▶ _LISTED ENTRIES_
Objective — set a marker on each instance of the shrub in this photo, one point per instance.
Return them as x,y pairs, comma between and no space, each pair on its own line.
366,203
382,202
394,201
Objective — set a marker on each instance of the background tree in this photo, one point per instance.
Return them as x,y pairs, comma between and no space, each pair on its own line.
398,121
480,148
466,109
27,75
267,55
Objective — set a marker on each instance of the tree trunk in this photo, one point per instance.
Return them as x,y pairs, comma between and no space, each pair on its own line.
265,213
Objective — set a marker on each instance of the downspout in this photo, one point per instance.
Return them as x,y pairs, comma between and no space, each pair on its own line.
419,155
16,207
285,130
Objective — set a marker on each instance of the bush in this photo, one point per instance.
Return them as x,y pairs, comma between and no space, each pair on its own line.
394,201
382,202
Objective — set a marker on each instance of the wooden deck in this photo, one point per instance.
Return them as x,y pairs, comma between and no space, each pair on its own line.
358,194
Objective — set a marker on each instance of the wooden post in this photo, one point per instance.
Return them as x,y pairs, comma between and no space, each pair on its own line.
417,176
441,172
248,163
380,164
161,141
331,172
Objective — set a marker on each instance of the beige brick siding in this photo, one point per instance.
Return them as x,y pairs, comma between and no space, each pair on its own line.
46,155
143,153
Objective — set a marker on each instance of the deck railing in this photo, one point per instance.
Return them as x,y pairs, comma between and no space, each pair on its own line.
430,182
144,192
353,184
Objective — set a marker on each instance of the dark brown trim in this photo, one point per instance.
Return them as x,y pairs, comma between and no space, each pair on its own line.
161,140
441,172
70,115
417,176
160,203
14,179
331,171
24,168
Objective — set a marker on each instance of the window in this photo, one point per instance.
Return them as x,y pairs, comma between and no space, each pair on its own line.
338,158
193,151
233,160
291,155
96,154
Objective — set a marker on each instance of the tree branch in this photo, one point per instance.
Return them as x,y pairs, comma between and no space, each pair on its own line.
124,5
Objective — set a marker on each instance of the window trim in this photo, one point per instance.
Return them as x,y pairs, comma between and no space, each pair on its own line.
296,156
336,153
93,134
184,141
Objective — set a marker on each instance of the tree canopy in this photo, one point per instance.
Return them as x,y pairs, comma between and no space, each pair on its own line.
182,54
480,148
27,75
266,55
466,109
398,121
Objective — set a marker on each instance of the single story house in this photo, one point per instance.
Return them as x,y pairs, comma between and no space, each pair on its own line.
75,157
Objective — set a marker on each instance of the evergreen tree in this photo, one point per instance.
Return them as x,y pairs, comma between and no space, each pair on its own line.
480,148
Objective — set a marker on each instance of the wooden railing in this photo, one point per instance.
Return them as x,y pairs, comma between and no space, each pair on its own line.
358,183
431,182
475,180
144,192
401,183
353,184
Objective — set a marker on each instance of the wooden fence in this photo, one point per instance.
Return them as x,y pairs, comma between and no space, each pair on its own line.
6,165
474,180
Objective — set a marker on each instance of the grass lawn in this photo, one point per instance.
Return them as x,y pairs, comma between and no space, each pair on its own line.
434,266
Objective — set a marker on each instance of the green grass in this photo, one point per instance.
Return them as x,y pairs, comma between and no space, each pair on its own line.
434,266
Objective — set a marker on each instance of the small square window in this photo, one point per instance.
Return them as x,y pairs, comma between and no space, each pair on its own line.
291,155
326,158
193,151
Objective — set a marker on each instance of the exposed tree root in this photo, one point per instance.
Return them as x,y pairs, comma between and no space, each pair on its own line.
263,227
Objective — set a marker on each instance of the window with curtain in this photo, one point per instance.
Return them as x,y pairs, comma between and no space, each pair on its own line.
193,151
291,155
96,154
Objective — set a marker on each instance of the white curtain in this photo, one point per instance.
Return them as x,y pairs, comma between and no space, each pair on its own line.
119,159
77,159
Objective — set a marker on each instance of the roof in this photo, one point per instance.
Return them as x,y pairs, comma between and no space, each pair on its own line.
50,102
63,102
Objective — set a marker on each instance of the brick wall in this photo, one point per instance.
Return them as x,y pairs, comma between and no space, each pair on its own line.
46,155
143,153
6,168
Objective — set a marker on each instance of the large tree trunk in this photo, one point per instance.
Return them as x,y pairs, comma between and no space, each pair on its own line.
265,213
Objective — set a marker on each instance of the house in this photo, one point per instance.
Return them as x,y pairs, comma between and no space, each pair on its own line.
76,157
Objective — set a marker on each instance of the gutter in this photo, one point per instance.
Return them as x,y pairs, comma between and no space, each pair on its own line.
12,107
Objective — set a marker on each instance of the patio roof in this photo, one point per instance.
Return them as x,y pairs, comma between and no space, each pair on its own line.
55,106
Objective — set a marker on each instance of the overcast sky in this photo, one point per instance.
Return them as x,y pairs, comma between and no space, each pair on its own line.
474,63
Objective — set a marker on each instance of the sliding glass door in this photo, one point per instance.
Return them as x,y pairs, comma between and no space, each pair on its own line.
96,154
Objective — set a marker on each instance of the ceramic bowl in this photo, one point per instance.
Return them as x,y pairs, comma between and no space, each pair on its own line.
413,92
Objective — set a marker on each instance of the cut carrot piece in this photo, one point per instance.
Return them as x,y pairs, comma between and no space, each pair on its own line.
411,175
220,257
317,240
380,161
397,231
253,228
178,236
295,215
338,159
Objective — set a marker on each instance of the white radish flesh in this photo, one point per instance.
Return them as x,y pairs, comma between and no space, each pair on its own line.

▶ _WRITTEN INSTRUCTION_
Print every line of the records exactly. Omit nothing.

▶ _FULL SOLUTION_
Objective — set a marker on each instance of the shrub in this photo, one point per instance.
Return them as x,y pairs, comma between and no space, each pair on its own line.
366,203
382,202
394,201
Objective — set a marker on each instance of the background tree in this photo, one point per instance.
Return them as x,y pairs, comma between and no space, each pair on its own line.
398,121
480,148
466,109
27,75
267,55
Objective — set a marker on each instance of the tree trunk in this photo, one point per instance.
Return them as x,y pairs, comma between and no space, each pair on its own line.
265,213
Objective — set a marker on each instance of the downspout in this photo, one point per instance.
Return them as x,y pairs, comma between and no space, each pair on its own line.
419,155
16,207
285,130
Objective — set a marker on each instance of the bush in this photo, one point per instance.
Return them as x,y pairs, comma between and no space, each pair on its own line.
394,201
382,202
Objective — set a marker on each instance of the wooden deck in this photo, one point per instance.
Return them as x,y pairs, comma between and no space, each pair on its own line.
358,194
Objective — set a marker on each instance of the wooden post in this photo, one point per instance.
Return them as x,y pairs, comma between and no space, each pair on its own line.
417,176
441,172
248,163
380,164
161,141
331,172
Objective — set a marker on each instance of the beige brick siding in this photo, one point per instance.
Return them as x,y pairs, comma between and no space, each pair on its own line.
46,155
143,153
Objective — set a marker on each instance of the deck railing in this photo, one point per instance.
Return them as x,y pairs, comma between and no space, each pair on its own line.
430,182
144,192
353,184
Objective — set a marker on each instance of the dark brown trim in this photo, one point per instance.
Return them as x,y pairs, comma between and no space, each pair on its own line.
161,140
441,172
70,115
417,176
160,203
14,179
331,171
24,168
Objective — set a marker on each instance of the window in this photo, one point per instance.
Return them as x,y pairs, comma between and no space, each pair on its own line.
338,158
193,151
233,160
291,155
96,154
Objective — set a marker on each instance of the tree branch in this photo, one point per instance.
Return them as x,y pairs, comma between and no space, each pair on its own line.
124,5
Objective — set a marker on each instance of the window trim in this photo, one point per instance.
Return them as x,y pairs, comma between and no space, each pair on its own line.
296,156
336,153
93,134
184,141
Objective — set a marker on each instance of the tree canopy in this photo, one point per instance.
Return them as x,y pairs, comma between and no space, each pair on its own line.
182,54
480,148
27,75
266,55
466,109
398,121
Objective — set a marker on each instance of the single story house in this photo, one point per instance.
Return them as x,y pairs, comma between and no space, each pair on its own line.
75,157
Objective — set a marker on each instance of the evergreen tree in this photo, one point per instance.
Return them as x,y pairs, comma between and no space, each pair on its own line.
480,148
Objective — set a marker on each instance of the wooden railing in this photo, one point per instance.
Return them as x,y pairs, comma between and no space, each pair on its own line.
358,183
431,182
475,180
144,192
401,183
353,184
Objective — set a marker on each instance of the wooden fence in this photo, one point per instance.
Return them as x,y pairs, comma between and no space, each pair on its own line.
6,165
474,180
Objective — set a marker on each instance of the grass lawn in this photo, one point per instance.
Return them as x,y pairs, comma between and no space, each pair on its own line.
434,266
Objective — set a marker on each instance of the green grass in this photo, one point per instance.
Return them as x,y pairs, comma between and no space, each pair on its own line.
434,266
Objective — set a marker on each instance of the small square window in this photo, one point per instance.
Return them as x,y pairs, comma between and no space, each pair on its own line.
291,155
326,158
193,151
Objective — set a marker on each instance of the exposed tree root in this photo, one point per instance.
Return them as x,y pairs, comma between and no space, each pair on its own line.
263,227
Objective — set a marker on each instance of the window with curtain in this photo, one point per instance.
Return them as x,y pairs, comma between and no space, each pair on its own line.
193,151
291,155
96,154
Objective — set a marker on each instance of the white curtain in this photo, one point per instance.
Return them as x,y pairs, comma between and no space, each pair on its own line.
119,159
77,159
Objective — set a marker on each instance of the roof in this photo, one point per instance.
Return them as x,y pairs, comma between and no space, each pair on its own line.
50,102
63,102
Objective — set a marker on each instance of the brick wall in this photo, one point per instance.
Return them as x,y pairs, comma between and no space, each pair on its own line.
46,155
143,153
6,168
Objective — set a marker on each instance of the large tree trunk in this photo, one point per instance.
Return them as x,y pairs, comma between and no space, each pair on its own line.
265,213
Objective — set a marker on each instance of the house in this photo, one point per instance.
Return them as x,y pairs, comma between and no space, each pair on its own line.
76,157
Objective — set a marker on each instance of the gutter in this photo, one point per instance.
Return them as x,y pairs, comma between and no space, each pair on its own line.
12,107
Objective — set a marker on each instance of the patio roof in this photo, one point per instance.
Return them as x,y pairs, comma between and no space, each pair on its own line.
55,106
Objective — set a marker on each instance of the overcast sky in this photo, one point per instance.
Return them as x,y pairs, comma between and no space, each pair on its own line.
474,63
Objective — set a marker on each instance of the sliding glass door in this photo, one point per instance.
Return them as x,y pairs, comma between and no space, each pair on its own line.
96,154
Objective — set a marker on each instance of the ceramic bowl in this photo, one point per instance.
Return them as x,y pairs, comma between and no space, each pair on its own line.
413,92
Objective — set a marker on each instance of the cut carrot piece in this photo, one point per instance.
Return them as x,y pairs, comma between and no space, each pair on its own line.
411,175
220,257
317,240
380,161
397,231
253,228
178,236
295,215
338,159
Objective — set a marker on each instance of the white radish flesh in this photo, one point per instance.
Return them as x,y pairs, comma between and no space, each pair on its own line.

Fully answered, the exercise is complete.